Aim of the exercise
Repeat the entries below in full, with every character unchanged.

Data records

%%

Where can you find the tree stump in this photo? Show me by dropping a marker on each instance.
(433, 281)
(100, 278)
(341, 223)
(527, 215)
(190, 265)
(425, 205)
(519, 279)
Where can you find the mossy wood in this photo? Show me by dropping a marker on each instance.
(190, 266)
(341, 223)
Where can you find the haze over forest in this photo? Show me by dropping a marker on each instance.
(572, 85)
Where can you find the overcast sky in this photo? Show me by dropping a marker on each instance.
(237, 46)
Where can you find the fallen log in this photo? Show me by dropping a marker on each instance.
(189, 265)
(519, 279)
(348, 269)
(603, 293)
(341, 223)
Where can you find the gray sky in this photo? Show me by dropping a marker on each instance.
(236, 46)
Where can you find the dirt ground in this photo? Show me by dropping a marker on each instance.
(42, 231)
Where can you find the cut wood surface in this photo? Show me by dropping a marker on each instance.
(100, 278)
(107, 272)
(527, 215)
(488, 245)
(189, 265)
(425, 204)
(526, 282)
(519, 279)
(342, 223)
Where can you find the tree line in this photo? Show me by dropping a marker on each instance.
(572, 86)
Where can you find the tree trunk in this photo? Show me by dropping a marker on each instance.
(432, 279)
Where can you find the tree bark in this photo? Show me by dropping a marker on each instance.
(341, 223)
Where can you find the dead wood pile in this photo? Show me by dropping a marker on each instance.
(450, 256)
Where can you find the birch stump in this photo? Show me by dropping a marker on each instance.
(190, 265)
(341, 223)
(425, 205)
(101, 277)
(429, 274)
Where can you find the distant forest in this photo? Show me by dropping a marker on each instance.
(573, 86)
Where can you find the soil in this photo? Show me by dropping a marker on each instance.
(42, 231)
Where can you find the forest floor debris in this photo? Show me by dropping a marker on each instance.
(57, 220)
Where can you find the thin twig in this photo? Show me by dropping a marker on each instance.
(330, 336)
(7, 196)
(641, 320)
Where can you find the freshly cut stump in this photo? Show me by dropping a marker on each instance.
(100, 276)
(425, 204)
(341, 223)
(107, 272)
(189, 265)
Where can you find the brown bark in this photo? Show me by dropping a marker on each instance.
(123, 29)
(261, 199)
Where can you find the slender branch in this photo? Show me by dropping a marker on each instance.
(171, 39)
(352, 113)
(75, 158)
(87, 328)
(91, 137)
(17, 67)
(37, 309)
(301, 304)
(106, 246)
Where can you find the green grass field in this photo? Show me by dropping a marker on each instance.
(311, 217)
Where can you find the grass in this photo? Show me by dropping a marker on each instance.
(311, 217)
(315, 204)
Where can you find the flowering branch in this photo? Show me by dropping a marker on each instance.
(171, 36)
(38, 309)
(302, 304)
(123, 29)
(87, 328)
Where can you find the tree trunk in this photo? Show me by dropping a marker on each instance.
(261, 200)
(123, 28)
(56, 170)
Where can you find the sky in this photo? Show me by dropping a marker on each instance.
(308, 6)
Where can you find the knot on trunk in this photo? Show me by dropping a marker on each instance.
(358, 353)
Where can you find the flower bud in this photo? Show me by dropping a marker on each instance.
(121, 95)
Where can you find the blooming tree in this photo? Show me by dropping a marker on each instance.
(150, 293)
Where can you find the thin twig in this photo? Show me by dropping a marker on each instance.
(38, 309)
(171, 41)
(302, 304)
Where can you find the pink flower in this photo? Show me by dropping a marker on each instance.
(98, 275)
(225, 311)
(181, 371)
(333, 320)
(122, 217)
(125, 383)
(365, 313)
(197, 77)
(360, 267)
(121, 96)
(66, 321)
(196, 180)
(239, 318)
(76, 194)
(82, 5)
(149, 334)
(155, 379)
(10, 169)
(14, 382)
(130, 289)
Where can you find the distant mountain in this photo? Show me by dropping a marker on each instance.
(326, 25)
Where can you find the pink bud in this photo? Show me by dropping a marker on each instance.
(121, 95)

%%

Your response
Where can you find the tree stump in this photo? Show me by dropping a marker on each instance.
(433, 281)
(100, 278)
(341, 223)
(527, 215)
(190, 265)
(425, 205)
(519, 279)
Where can you find the mossy wood in this photo? Show me by dropping a marker on each instance.
(190, 266)
(341, 223)
Where can you find the haze over forest in this photo? Show me by dropping a marker on each instance.
(572, 85)
Where can you find the overcast sky in this photo? Show me by dropping a marker on each instance.
(237, 46)
Where can you find the fallen log in this photo? Show me by dropping a marker on each instance.
(189, 265)
(519, 279)
(348, 269)
(603, 293)
(341, 223)
Where can you find the gray sky in this photo? Show me by dropping a marker on each instance.
(236, 46)
Where can you find the dirt ground in this photo? Show me by dropping a marker on each instance.
(42, 231)
Where can you find the cut wood surface in this photo? Show me by dropping a marker on each instance.
(100, 278)
(107, 272)
(527, 215)
(488, 245)
(189, 265)
(425, 204)
(526, 282)
(519, 279)
(342, 223)
Where can you find the tree line in this photo? Show me by dropping a marker on each instance.
(572, 86)
Where can you find the tree trunk in this photo? Show me by dropping a marker on each instance.
(432, 279)
Where can you find the tree bark in this photo? Show me by dropping a marker on each instance.
(341, 223)
Where can you find the dead wood pile in this photo? Show me by dropping a marker on each instance.
(450, 256)
Where can you find the birch stump in this photo? Show me by dropping a marker on each instance.
(190, 265)
(341, 223)
(425, 205)
(101, 277)
(429, 274)
Where can you find the distant forest in this photo? Show me by dropping a marker on each instance.
(573, 86)
Where can you find the soil in this photo? Show me by dropping a marker on each instance.
(42, 231)
Where can you find the forest floor debris in this photo? Show me by dropping a marker on each instance.
(57, 220)
Where can you find the thin twig in this photo? Show me by dropping a marker on each instance.
(330, 336)
(7, 196)
(641, 320)
Where can you find the freshly cut stump in this photo? Show me by dropping a marker on each instance.
(100, 276)
(425, 204)
(341, 223)
(107, 272)
(189, 265)
Where can you find the brown bark in this photo? Show me by dropping a marker on each instance.
(123, 29)
(261, 199)
Where can you find the slender branch in this photo? Show me by dropping a marker on each instance.
(171, 39)
(352, 113)
(75, 158)
(87, 328)
(91, 137)
(17, 67)
(37, 309)
(301, 304)
(106, 246)
Where can you find the green grass field in this photo? Show me by dropping a marker on each instance.
(311, 217)
Where can you find the grass in this photo? Show me by dropping a marker on each instance.
(311, 217)
(315, 204)
Where can you find the flowering branch in this photo? Show me by dropping a marker on each instance.
(171, 36)
(38, 309)
(302, 304)
(123, 29)
(87, 328)
Where can you find the tree trunk in this photo? Show me by dropping a marker on each instance.
(261, 200)
(123, 28)
(56, 170)
Where can you find the sky in this photo? Show me by dropping a marker on each instance.
(308, 6)
Where can you find the knot on trunk in this photo? Show me by dropping a marker on each instance.
(358, 353)
Where can you find the flower bud in this photo? Show me by dropping a marker on each instance.
(121, 95)
Where can you find the blooming tree in this photo? Show me by dropping a marker on each instance.
(150, 293)
Where can you find the thin twig in this photo? Show me by dropping a marker on each instance.
(38, 309)
(171, 41)
(302, 304)
Where can you find the pink flower in this photo? Show me by dropping a marker on each instance.
(98, 275)
(225, 311)
(181, 371)
(333, 320)
(122, 217)
(125, 383)
(365, 313)
(197, 77)
(360, 267)
(121, 96)
(66, 321)
(196, 180)
(239, 318)
(76, 194)
(82, 5)
(149, 334)
(155, 379)
(10, 169)
(14, 382)
(130, 289)
Where can you find the distant mountain in this photo? Show me by dropping a marker on each instance.
(326, 25)
Where can you find the pink bud in this photo? Show me by dropping a marker on each instance.
(121, 95)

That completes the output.